What you are asked to do: The expected answer is every line of the material that contains the word "woman".

Listed records:
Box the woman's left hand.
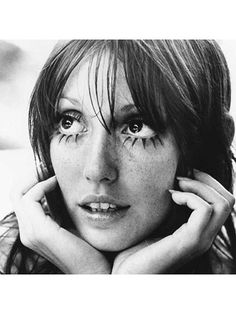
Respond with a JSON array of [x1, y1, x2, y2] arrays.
[[112, 170, 235, 274]]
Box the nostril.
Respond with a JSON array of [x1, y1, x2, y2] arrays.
[[84, 161, 118, 184], [101, 177, 112, 182], [85, 171, 117, 184]]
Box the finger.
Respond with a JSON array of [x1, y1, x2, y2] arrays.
[[193, 169, 235, 207], [177, 177, 232, 214], [11, 171, 39, 202], [169, 190, 213, 233], [177, 177, 232, 237], [23, 176, 57, 202], [12, 177, 57, 229]]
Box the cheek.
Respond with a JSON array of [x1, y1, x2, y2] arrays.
[[122, 147, 178, 196], [50, 140, 83, 192], [119, 141, 179, 222], [50, 134, 179, 213]]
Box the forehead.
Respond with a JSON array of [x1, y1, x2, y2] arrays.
[[61, 52, 134, 115]]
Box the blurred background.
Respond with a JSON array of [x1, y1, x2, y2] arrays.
[[0, 40, 57, 217], [0, 40, 236, 217]]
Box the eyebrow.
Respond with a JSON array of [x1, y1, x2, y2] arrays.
[[60, 95, 137, 114], [60, 95, 81, 107], [120, 103, 137, 113]]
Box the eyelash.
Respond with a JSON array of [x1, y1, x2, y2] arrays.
[[58, 133, 80, 144], [121, 117, 160, 149], [55, 111, 85, 143], [122, 135, 159, 149], [55, 111, 160, 149]]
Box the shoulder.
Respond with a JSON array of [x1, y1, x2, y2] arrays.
[[0, 212, 19, 274]]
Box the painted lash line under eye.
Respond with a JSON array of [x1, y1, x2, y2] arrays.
[[65, 135, 73, 143], [122, 136, 158, 149], [55, 110, 87, 144], [58, 134, 66, 143], [150, 137, 157, 148], [58, 133, 80, 144], [55, 111, 161, 148]]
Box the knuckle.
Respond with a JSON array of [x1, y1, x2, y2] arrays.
[[228, 195, 235, 208], [220, 197, 228, 209], [205, 203, 214, 216], [218, 197, 231, 213]]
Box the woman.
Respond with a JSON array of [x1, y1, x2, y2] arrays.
[[0, 40, 235, 273]]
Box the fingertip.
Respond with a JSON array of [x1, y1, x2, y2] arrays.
[[169, 189, 177, 194], [169, 191, 183, 206], [46, 175, 57, 182], [46, 175, 58, 187], [169, 190, 188, 206]]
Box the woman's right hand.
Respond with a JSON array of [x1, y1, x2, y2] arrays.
[[11, 175, 111, 274]]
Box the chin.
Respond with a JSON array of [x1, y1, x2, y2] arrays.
[[81, 232, 136, 252], [87, 238, 130, 252]]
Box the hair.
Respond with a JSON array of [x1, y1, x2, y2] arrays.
[[2, 40, 236, 273]]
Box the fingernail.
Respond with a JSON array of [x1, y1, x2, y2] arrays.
[[47, 175, 56, 181], [169, 189, 178, 194], [176, 176, 192, 181]]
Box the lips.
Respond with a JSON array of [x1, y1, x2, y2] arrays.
[[79, 195, 130, 213]]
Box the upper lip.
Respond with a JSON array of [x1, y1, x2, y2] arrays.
[[79, 194, 130, 209]]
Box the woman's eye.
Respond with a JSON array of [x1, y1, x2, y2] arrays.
[[59, 113, 87, 135], [124, 119, 156, 138]]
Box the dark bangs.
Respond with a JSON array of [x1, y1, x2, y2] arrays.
[[29, 40, 233, 184], [29, 40, 173, 179], [29, 40, 116, 178], [121, 40, 201, 166], [86, 40, 171, 138], [118, 41, 168, 135]]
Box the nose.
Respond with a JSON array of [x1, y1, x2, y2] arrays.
[[83, 128, 118, 185]]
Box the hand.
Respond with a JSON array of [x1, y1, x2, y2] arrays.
[[112, 170, 235, 274], [11, 174, 111, 274]]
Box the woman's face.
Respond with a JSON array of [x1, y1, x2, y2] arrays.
[[50, 54, 180, 251]]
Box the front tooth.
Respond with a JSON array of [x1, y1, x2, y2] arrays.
[[90, 203, 99, 209], [109, 204, 117, 209], [100, 203, 109, 210]]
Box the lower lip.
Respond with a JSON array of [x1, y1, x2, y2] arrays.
[[78, 205, 130, 225]]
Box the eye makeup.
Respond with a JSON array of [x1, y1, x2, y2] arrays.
[[57, 133, 81, 144], [122, 135, 160, 149], [120, 113, 162, 149], [53, 109, 87, 142], [54, 108, 162, 150]]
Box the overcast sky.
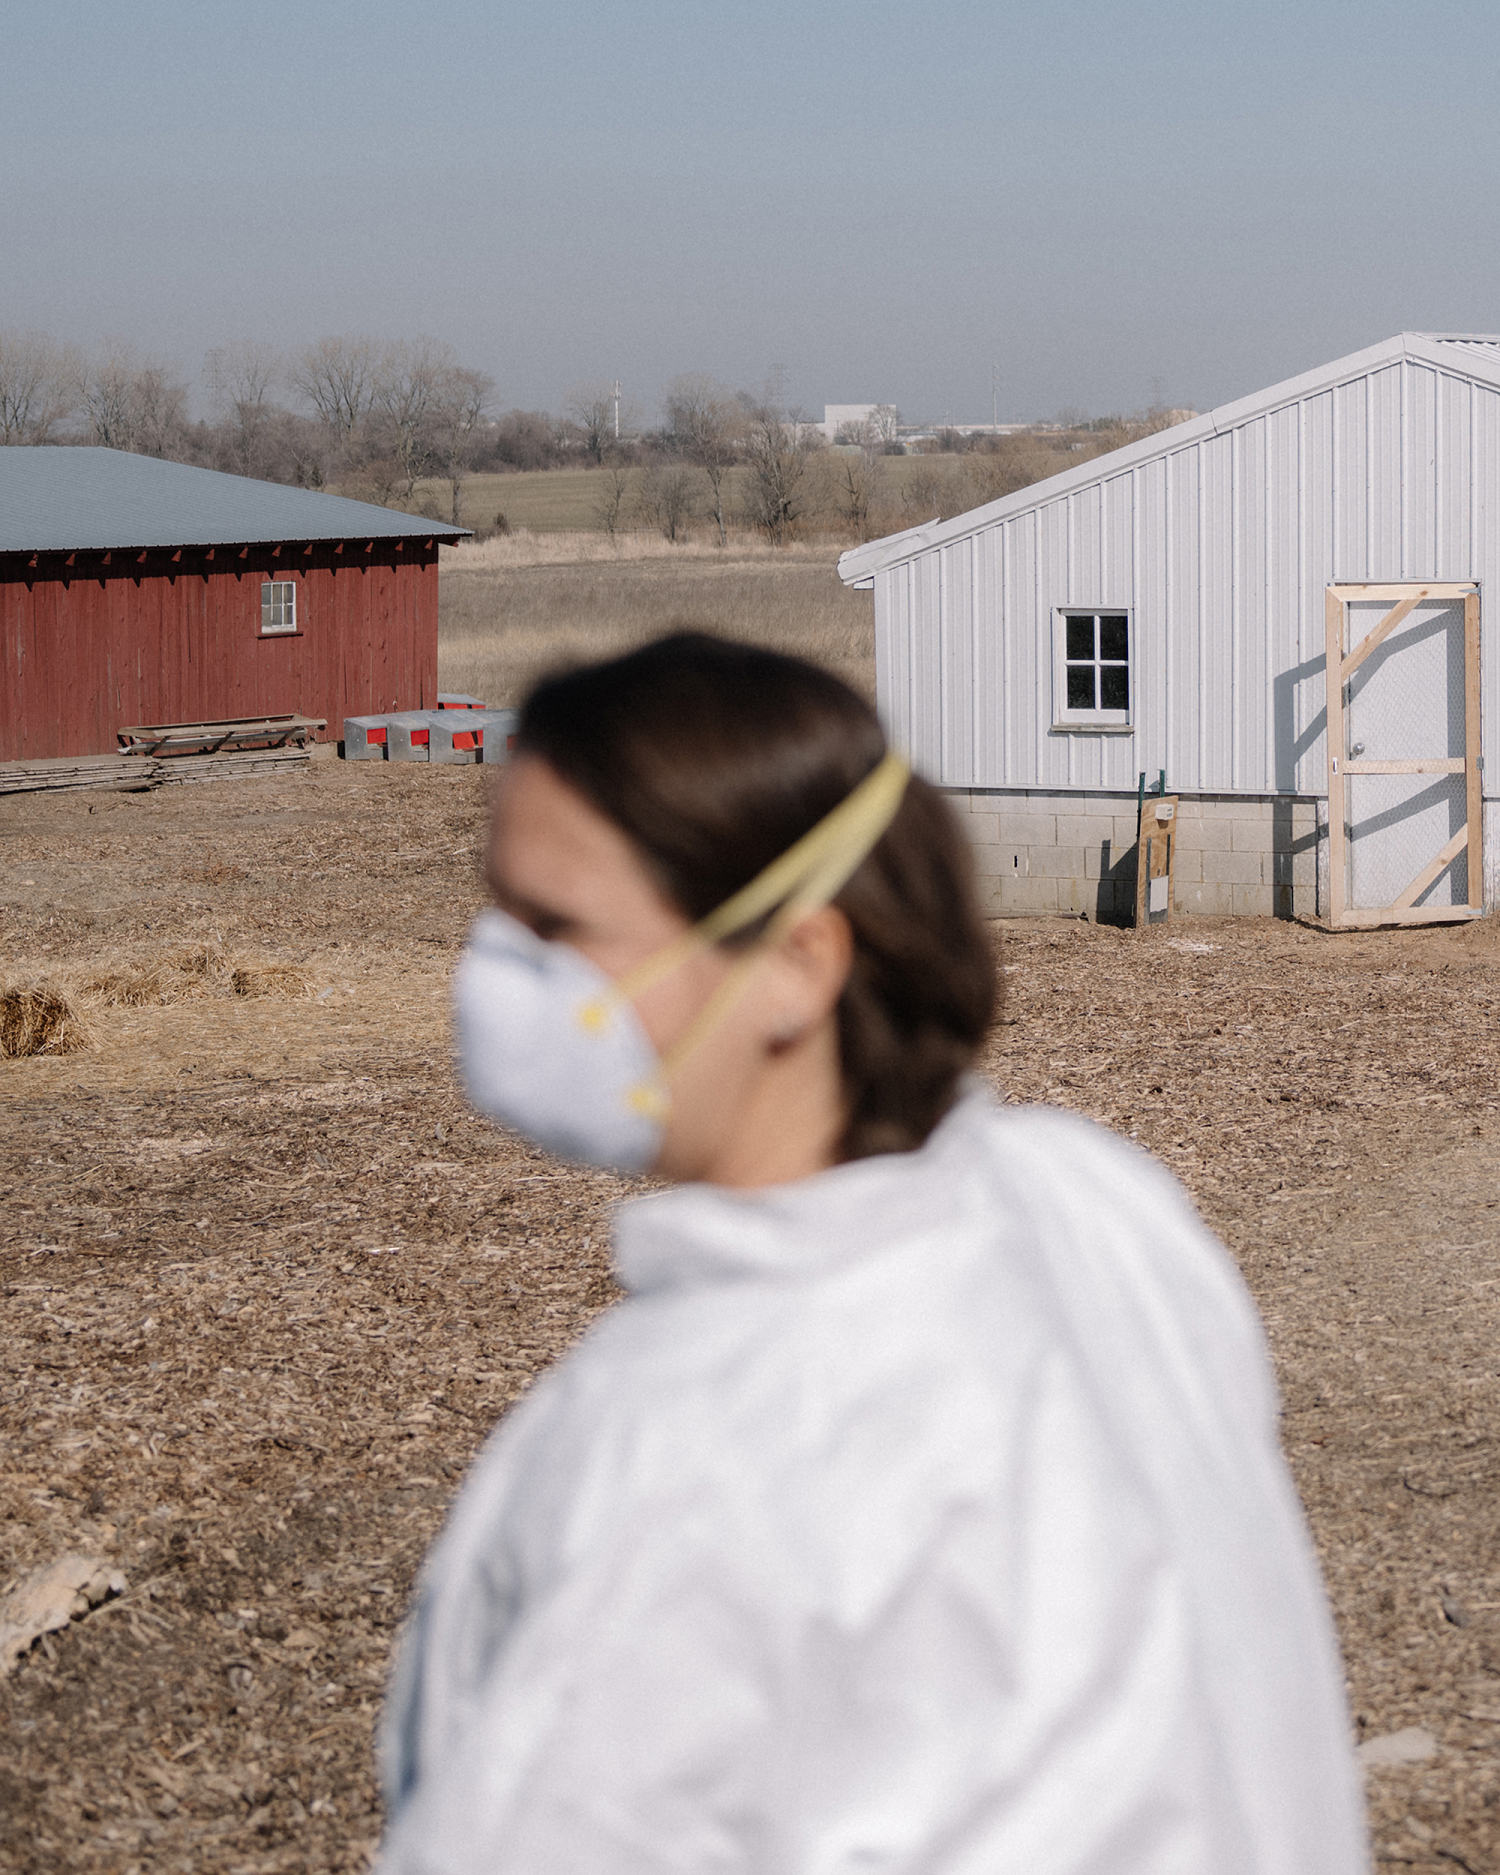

Reply to the exercise:
Box the woman's left hand.
Box the woman.
Box the woman's right hand.
Box the woman's eye.
Box the woman's face.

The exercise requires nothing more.